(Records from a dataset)
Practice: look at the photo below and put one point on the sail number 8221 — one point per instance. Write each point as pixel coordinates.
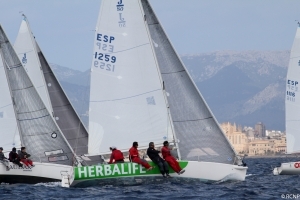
(105, 57)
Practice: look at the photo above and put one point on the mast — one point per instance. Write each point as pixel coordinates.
(39, 132)
(12, 98)
(50, 89)
(162, 85)
(196, 127)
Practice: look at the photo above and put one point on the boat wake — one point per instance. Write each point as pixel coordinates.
(247, 175)
(50, 184)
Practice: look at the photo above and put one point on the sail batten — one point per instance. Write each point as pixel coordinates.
(127, 103)
(38, 131)
(50, 89)
(186, 103)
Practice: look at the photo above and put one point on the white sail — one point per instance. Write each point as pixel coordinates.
(26, 50)
(200, 136)
(50, 89)
(292, 100)
(127, 102)
(8, 125)
(38, 131)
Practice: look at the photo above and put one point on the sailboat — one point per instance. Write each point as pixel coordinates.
(292, 110)
(52, 155)
(49, 89)
(141, 91)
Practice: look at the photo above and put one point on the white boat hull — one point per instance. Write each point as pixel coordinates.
(194, 171)
(291, 168)
(40, 173)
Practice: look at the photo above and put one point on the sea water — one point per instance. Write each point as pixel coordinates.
(260, 183)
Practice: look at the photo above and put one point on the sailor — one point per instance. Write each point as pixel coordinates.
(3, 159)
(161, 163)
(24, 156)
(170, 159)
(14, 157)
(134, 157)
(116, 155)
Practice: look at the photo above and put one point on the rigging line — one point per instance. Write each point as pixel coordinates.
(34, 118)
(5, 106)
(32, 111)
(194, 120)
(68, 104)
(172, 72)
(128, 49)
(5, 41)
(22, 88)
(25, 52)
(128, 97)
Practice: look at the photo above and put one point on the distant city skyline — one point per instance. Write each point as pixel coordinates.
(64, 29)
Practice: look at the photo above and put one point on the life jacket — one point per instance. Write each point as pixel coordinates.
(117, 155)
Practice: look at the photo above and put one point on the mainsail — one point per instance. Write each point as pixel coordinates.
(8, 125)
(38, 131)
(200, 136)
(292, 100)
(26, 50)
(48, 86)
(127, 102)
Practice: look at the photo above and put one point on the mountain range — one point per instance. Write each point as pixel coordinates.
(239, 87)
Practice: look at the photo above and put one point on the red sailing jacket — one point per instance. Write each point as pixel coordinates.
(116, 155)
(133, 152)
(165, 151)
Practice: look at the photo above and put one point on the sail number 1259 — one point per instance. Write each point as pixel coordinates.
(105, 57)
(107, 61)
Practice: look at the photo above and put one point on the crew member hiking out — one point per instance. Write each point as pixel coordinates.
(170, 159)
(3, 159)
(134, 156)
(14, 157)
(24, 156)
(161, 163)
(116, 155)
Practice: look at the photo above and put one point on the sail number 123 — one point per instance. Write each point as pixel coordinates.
(108, 60)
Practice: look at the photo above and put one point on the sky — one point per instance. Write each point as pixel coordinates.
(64, 28)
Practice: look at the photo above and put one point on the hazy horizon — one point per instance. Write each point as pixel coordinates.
(64, 29)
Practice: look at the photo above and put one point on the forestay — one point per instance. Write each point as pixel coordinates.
(48, 86)
(8, 125)
(292, 100)
(199, 134)
(64, 113)
(26, 51)
(38, 131)
(126, 99)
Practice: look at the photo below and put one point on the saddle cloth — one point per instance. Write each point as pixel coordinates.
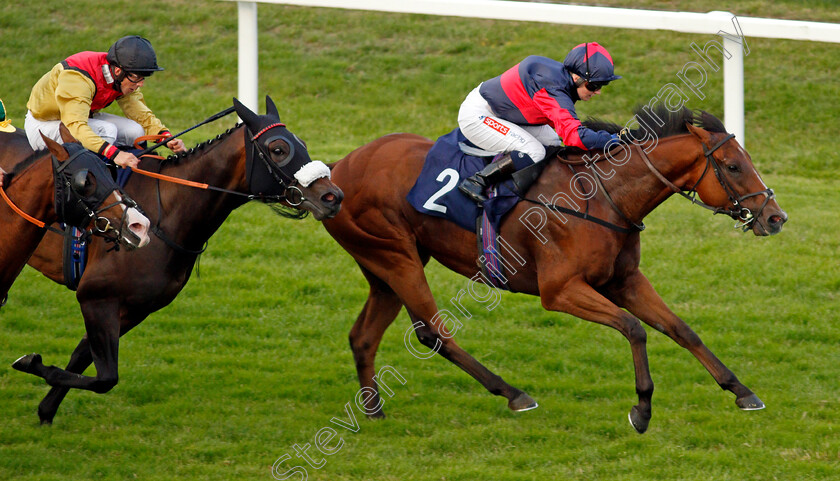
(436, 190)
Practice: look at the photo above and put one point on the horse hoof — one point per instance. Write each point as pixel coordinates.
(377, 415)
(750, 403)
(522, 402)
(638, 420)
(25, 363)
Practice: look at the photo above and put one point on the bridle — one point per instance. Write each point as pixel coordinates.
(75, 209)
(292, 194)
(740, 213)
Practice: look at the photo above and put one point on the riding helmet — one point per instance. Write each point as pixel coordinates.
(134, 54)
(591, 62)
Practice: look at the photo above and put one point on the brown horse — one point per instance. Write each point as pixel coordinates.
(74, 188)
(575, 266)
(257, 160)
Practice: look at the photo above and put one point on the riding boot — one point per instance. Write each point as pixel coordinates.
(493, 173)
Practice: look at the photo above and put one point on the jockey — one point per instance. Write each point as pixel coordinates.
(77, 88)
(530, 106)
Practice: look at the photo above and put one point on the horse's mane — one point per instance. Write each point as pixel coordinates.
(662, 122)
(176, 159)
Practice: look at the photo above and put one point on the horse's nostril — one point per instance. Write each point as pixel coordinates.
(138, 228)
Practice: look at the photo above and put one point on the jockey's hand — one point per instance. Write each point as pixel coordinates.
(126, 159)
(176, 145)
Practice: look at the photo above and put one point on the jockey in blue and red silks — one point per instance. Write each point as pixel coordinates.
(530, 106)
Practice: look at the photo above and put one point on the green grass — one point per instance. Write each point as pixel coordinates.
(252, 357)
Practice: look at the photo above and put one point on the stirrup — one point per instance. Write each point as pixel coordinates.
(473, 190)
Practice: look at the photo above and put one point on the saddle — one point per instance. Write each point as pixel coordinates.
(451, 159)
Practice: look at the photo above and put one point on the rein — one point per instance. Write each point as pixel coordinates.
(161, 140)
(43, 225)
(744, 215)
(585, 216)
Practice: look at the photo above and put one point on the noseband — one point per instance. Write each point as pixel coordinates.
(740, 213)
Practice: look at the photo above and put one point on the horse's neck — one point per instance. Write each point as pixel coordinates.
(33, 191)
(189, 212)
(216, 163)
(637, 190)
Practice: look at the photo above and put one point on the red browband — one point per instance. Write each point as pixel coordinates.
(278, 124)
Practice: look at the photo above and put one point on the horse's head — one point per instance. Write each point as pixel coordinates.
(278, 166)
(87, 197)
(736, 188)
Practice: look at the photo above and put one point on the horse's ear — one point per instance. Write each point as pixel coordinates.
(270, 108)
(247, 116)
(55, 148)
(701, 134)
(66, 136)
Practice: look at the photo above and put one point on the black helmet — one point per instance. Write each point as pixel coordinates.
(134, 54)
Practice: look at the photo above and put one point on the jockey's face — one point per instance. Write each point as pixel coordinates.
(583, 91)
(130, 82)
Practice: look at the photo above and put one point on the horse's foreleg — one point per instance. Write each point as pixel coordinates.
(79, 361)
(379, 312)
(581, 300)
(639, 297)
(103, 334)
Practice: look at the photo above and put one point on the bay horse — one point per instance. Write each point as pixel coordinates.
(63, 183)
(259, 159)
(575, 266)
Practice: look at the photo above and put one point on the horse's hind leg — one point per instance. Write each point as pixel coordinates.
(79, 361)
(639, 297)
(414, 292)
(380, 310)
(581, 300)
(103, 334)
(403, 272)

WHAT NEEDS TO BE DONE:
The answer must be an exact copy of the records above, with the pictures left out.

RESULT OF THE EXERCISE:
Practice: look at the photo below and put one point on the sail number 8221 — one point per instance. Write each point as pixel coordinates.
(105, 57)
Practice: look at the photo above and put one point on the mast — one point per instance. Write each point as pixel coordinates.
(39, 132)
(12, 98)
(50, 89)
(162, 85)
(196, 127)
Practice: look at the photo above and put one point on the boat wake — one point per instance. Write each point as pixel coordinates.
(247, 175)
(50, 184)
Practice: look at the photo above and put one point on the sail batten — one point per instance. Write each point as pixel coordinates.
(127, 103)
(38, 131)
(50, 89)
(186, 103)
Practice: look at the photo above and put one point on the white sail — one point per instance. Write each point as pixel coordinates.
(26, 50)
(200, 136)
(50, 89)
(292, 100)
(127, 102)
(8, 125)
(38, 131)
Practice: look at the photo above and put one point on the sailboat — one point per instance. Write each point as pixel coordinates.
(292, 110)
(52, 155)
(49, 89)
(141, 91)
Practice: look at the photo above and put one point on the white boat hull — one point per instance. Write each point as pixel coordinates.
(194, 171)
(291, 168)
(40, 173)
Practice: look at the photo above and put one point on the sea water — one point per instance. Write each point as pixel coordinates.
(260, 183)
Practice: look at the photo above and put one point on the sailor — one point per instance. Write each point as pixel coordinates.
(3, 159)
(161, 163)
(24, 156)
(170, 159)
(14, 157)
(134, 157)
(116, 155)
Practice: look at the photo above and put one point on the rigging line — one point per instance. Write each point as pixel coordinates.
(34, 118)
(5, 106)
(32, 111)
(194, 120)
(68, 104)
(172, 72)
(128, 49)
(5, 41)
(22, 88)
(25, 52)
(128, 97)
Practice: look at the photo above and put one point on the distant city skyline — one point per instance. Write each point as pixel coordinates.
(64, 29)
Practice: look at the photo above and put one point on the life jacket — one point per instance. Write each point as pixel coordinates.
(117, 155)
Practice: look at the photo above and put one point on the mainsail — one point per instance. Write each point as pixel coordinates.
(8, 125)
(38, 131)
(200, 136)
(292, 100)
(26, 50)
(48, 86)
(127, 102)
Practice: look at the photo above and put one point on the mountain range — one point per instance. Write each point as pixel coordinates.
(239, 87)
Practice: look at the photo above and put one point on the red sailing jacket — one point per instance. Write each point as pixel coordinates.
(116, 155)
(133, 152)
(165, 151)
Practice: look at the photo above and put one point on the sail number 1259 — one point per instance. Write each point as pixel coordinates.
(105, 57)
(107, 61)
Practice: look at the photo above and put one point on the crew member hiking out — one point per instance. Write each point as pixel coordinates.
(170, 159)
(3, 159)
(134, 156)
(14, 157)
(24, 156)
(161, 163)
(116, 155)
Practice: look at the photo above and put one point on the sail number 123 — one point per instance. Write each point as pixel coordinates.
(108, 60)
Practice: look at the photo above and put one point on the sky — one point per instance. Write each point as pixel coordinates.
(64, 28)
Practice: look at the photo above and put one point on the hazy horizon — one point per instance. Write each point as pixel coordinates.
(64, 29)
Practice: look at the photo above and put one point on the forestay — one point per instance. Write each point as pixel coordinates.
(48, 86)
(8, 125)
(292, 100)
(199, 134)
(64, 113)
(26, 51)
(38, 131)
(126, 99)
Practice: look at the photo below and put one point on the saddle cloth — one point per instance. Write each point as pixel coordinates.
(436, 190)
Practice: look at the photo above and put one point on the horse hoof — one point per instance. Write each point as pixel coordinates.
(377, 415)
(750, 403)
(522, 402)
(638, 420)
(25, 363)
Practice: look at the photo above and put one point on the bridle — one point per instance. Write each point as pixel coordinates.
(75, 209)
(292, 194)
(740, 213)
Practice: look at the photo above and put one point on the riding helmet — one point per instance. Write each point as pixel coordinates.
(134, 54)
(591, 62)
Practice: look at the photo above and put one point on the brown horse — one point per instance. Write each point as pixel coordinates.
(74, 188)
(575, 266)
(257, 160)
Practice: look at the photo above and put one point on the riding boot — one point per instance. Write each point as pixel coordinates.
(493, 173)
Practice: look at the photo above and put one point on the jockey — one point per instance. Write each point as pixel coordinates.
(77, 88)
(530, 106)
Practice: look at the photo above and put one point on the horse's mane — one point per instance. Write each point as pixel coordinates.
(662, 122)
(176, 159)
Practice: look at the photo above and put one point on the horse's nostril — one point per instance. Write each point as pixel coordinates.
(138, 228)
Practice: look at the photo above and put one point on the jockey's hand — one point per instance. Write each point as pixel coordinates.
(126, 159)
(176, 145)
Practice: look at the photo above and put one point on the jockey in blue and red silks — one point per instance. Write each point as pixel coordinates.
(530, 106)
Practice: look at the photo above and put one point on the green grass — one point per instance. Write each point as pixel coordinates.
(252, 357)
Practice: look at the photo above and put one point on the stirrup — one point per instance. Write each point as pixel coordinates.
(473, 190)
Practice: look at the photo above and put one point on the saddle — one point per instance. Write each point as pixel coordinates.
(451, 159)
Practice: look at the photo above and put one point on the rein — one point per instance. Write each point as pixel coordinates.
(161, 140)
(43, 225)
(744, 215)
(585, 216)
Practice: look at the photo above and put one point on the noseband — one point per instance. Write each point as pixel coordinates.
(740, 213)
Practice: look at the photo above and put one point on the horse's neck — one point per instance. Write each point as pixel coordinates.
(33, 191)
(189, 212)
(216, 163)
(637, 190)
Practice: look at the photo above and put one point on the red browband — one point per instance. Write each point as pixel coordinates.
(278, 124)
Practice: look at the photo above and put one point on the horse's head — one point per instance. Write each point as pixel coordinates.
(278, 166)
(87, 197)
(736, 188)
Practice: look at the photo above and put one point on the horse's ear — one point per instance. Write each point as pixel coordinates.
(270, 108)
(247, 116)
(55, 148)
(701, 134)
(66, 136)
Practice: look at the photo above and put one point on the black helmet — one point per instance. Write each point as pixel coordinates.
(134, 54)
Practice: look at the photo above and put one point on the jockey's face — one point per instance. Write each point as pixel coordinates.
(583, 91)
(130, 82)
Practice: look at the photo above and put one point on the horse's foreleg — one point per instance. Write each point as pixel coordinates.
(79, 361)
(379, 312)
(581, 300)
(639, 297)
(103, 334)
Practice: look at the photo above and put one point on the bay horse — one point per instance. Write each point as pixel coordinates.
(63, 183)
(259, 159)
(575, 266)
Practice: look at the photo above and put one point on the horse's hind leg — one point per instance. Write each point as pixel coordinates.
(79, 361)
(639, 297)
(414, 292)
(380, 310)
(581, 300)
(103, 334)
(403, 272)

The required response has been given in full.